▸ **Отрывок текста**:
Интересно, что когда генерал Алексеев в ноябре 1916 года уезжал лечиться, молва тут же разнесла информацию о том, что его сознательно отравили (новейший пример в достижении власти путем лживой информации подобного рода – бывший президент Украины В. Ющенко). Теперь же, как раз к самому началу революционных событий в столице (а ведь и государственный переворот был намечен на конец февраля!), начальник штаба Верховного Главнокомандующего, не долечившись, что еще более странно (высокая температура), спешно возвращается в Ставку. Неужели бывают такие совпадения?
И только теперь, когда в столице воюющего государства разворачивалась революция, для отправки в Петроград стали подбираться войска. При всем том, что как раз генерал М. В. Алексеев воспротивился возвращению в Петроград ряда гвардейских полков с фронта, и ничего не сделал для того, чтобы вывести из столицы хотя бы часть разлагающегося гарнизона и запасных полков. Карательные соединения должны были решительно навести порядок в столице.
Действительно, все данные подтверждают, что император, при всем своем фатализме, собирался бороться за корону до конца. Помимо экспедиции бывшего главкоюза генерала Н. И. Иванова (Георгиевский батальон в семь сотен штыков), посланной в мятежный Петроград непосредственно из Ставки (Могилев), предполагалось бросить на столицу и фронтовиков. Одновременно с трех фронтов (кроме Румынского) на восставших должны были быть направлены по кавалерийской дивизии и по два пехотных полка с пулеметными командами:
– Северный фронт – 67-й Тарутинский, 68-й Бородинский пехотные полки, 15-й уланский Татарский и 3-й Уральский казачий конные полки (отправка 28 февраля);
– Западный фронт – 34-й Севский, 36-й Орловский пехотные полки, 2-й лейб-гусарский Павлоградский и 2-й Донской казачий конные полки (отправка 1 марта);
– Юго-Западный фронт – лейб-гвардии Преображенский, 3-й Его Величества и 4-й Императорской Фамилии гвардейские стрелковые полки (отправка 2 и 3 марта), лейб-гвардии Уланский Его Величества конный полк. Уже вечером 27 февраля о предстоящей карательной экспедиции знал военный министр генерал М. А. Беляев, по идее, долженствовавший организовать умиротворение в столице до прибытия карательных частей.
Однако корень вопроса состоял в том, что император, чье царствование началось с кровавой Ходынки, не желал кровопролития. Часто высказывалось мнение, что Николай II якобы знал о зловещих и роковых пророчествах Серафима Саровского и Иоанна Кронштадтского, предупреждавших царя об обреченности его царствования. Возможно, мол, что это знание обрекло императора на пассивность и бездействие в самый критический момент. Действительно, ведь генерал Н. И. Иванов, брошенный в мятежную столицу первым, получил строгий приказ избежать кровопролития. Как возможно подавить бунт без крови – бог весть!

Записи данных

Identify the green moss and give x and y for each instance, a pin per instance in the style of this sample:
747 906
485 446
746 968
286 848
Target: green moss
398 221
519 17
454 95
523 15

▸ **Что требуется**:
A) Какие конные полки, согласно отрывку о карательной экспедиции на Петроград, предполагалось направить с фронтов на столицу? Перечислите все.
B) Перепишите без изменений все строки записей.

▸ **Ответы по заданиям**:
A) 15-й уланский Татарский, 3-й Уральский казачий, 2-й лейб-гусарский Павлоградский, 2-й Донской казачий, лейб-гвардии Уланский Его Величества конный полк.

B)
Identify the green moss and give x and y for each instance, a pin per instance in the style of this sample:
747 906
485 446
746 968
286 848
Target: green moss
398 221
519 17
454 95
523 15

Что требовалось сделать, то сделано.